## [Dataset records]

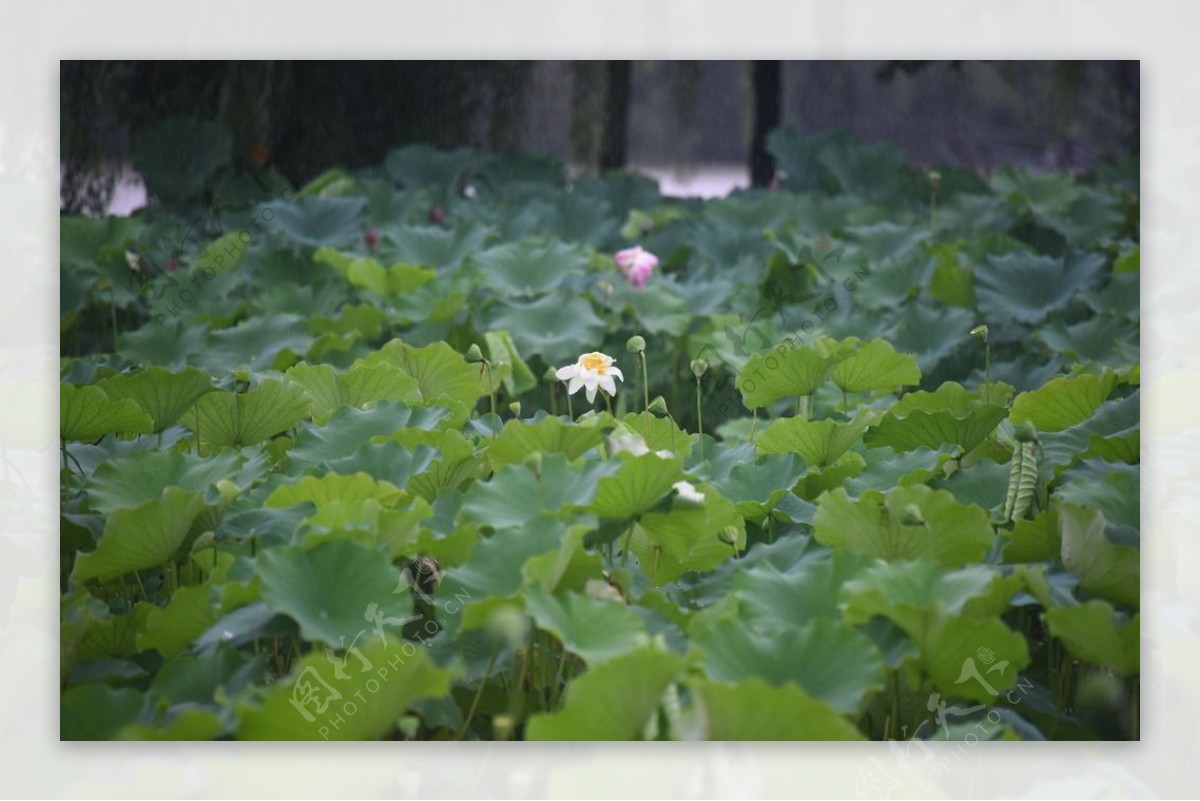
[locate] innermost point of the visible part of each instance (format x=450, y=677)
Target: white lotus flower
x=688, y=493
x=592, y=371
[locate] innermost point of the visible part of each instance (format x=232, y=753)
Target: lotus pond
x=459, y=447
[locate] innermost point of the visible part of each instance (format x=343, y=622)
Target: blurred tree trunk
x=767, y=115
x=615, y=137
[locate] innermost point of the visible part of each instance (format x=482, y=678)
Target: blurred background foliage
x=312, y=115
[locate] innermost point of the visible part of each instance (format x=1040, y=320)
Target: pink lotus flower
x=637, y=264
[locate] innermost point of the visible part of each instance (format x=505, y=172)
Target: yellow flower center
x=594, y=361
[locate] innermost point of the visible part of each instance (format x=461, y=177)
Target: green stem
x=479, y=693
x=646, y=381
x=491, y=385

## [Task to carry out]
Rewrite the items from the line with "(format x=461, y=177)" through the end of the items, changing "green stem" to "plant stem" and leaving everything else as it is.

## [Finished answer]
[locate] innermost point of the visible part of each instance (format x=461, y=177)
Target: plant stem
x=479, y=693
x=646, y=381
x=491, y=385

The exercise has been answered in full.